Diphosphorus trisulfide (sometimes called phosphorus trisulfide) is a hypothetical phosphorus sulfide with the formula of P2S3. In contrast, the formal dimer P_{4}S_{6} is well-known.

== History ==
Early reports that diphosphorous trisulfide could be formed by heating red phosphorus and sulfur were shown to be incorrect by Helff in 1893. Its existence was again reported by Ralston and Wilkinson in 1928. In 1959, Pitochelli and Audrieth attempted to prepare P2S3 via the reaction 2PCl3 + 3H2S -> P2S3 + 6HCl, instead obtaining an equimolar mixture of P4S5 and P4S7 following recrystallization in carbon disulfide. In 1997, Lohr and Sundholm published a theoretical analysis of the potential structures of this molecular substance.

In 2017, Xiao proposed that a 2D crystallisation of P2S3 was possible based on computer simulations. Xiao suggested that nanoribbons and nanotubes of the material may have applications in semiconductor electronics.

== Bibliography ==
- Lohr, Lawrence L.; Sundholm, Dage, "An ab initio characterization of diphosphorus trisulfide, P2S3", Journal of Molecular Structure, vol. 413–414, pp. 495–500, 30 September 1997.

= = =

--- Problem set ---
1. Please reproduce the stretch of the diphosphorus trisulfide text from "In 2017, Xiao" through "30 September 1997.", word for word.
2. Resume the diphosphorus trisulfide text after its final line, writing on in the same encyclopedic style.

--- Data block ---
= = =

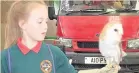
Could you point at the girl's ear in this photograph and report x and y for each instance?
(22, 24)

= = =

--- Outputs in order ---
1.
In 2017, Xiao proposed that a 2D crystallisation of P2S3 was possible based on computer simulations. Xiao suggested that nanoribbons and nanotubes of the material may have applications in semiconductor electronics.

== Bibliography ==
- Lohr, Lawrence L.; Sundholm, Dage, "An ab initio characterization of diphosphorus trisulfide, P2S3", Journal of Molecular Structure, vol. 413–414, pp. 495–500, 30 September 1997.

2.
- Pitochelli, A.R.; Audrieth, L.F., "Concerning the existence of diphosphorus trisulfide", Journal of the American Chemical Society, vol. 81, iss. 17, pp. 4458–4460, 1 September 1959.
- Ralston, A.W.; Wilkinson, J.A., "Reactions in liquid hydrogen sulfide. III thiohydrolysis of chlorides", Journal of the American Chemical Society, vol. 50, iss. 2, pp. 258–264, 1 February 1928.
- Xiao, Hang, Low-Dimensional Material: Structure-Property Relationship and Applications in Energy and Environmental Engineering (PhD Dissertation), Columbia University ProQuest Dissertations Publishing, no. 10615524, 2017.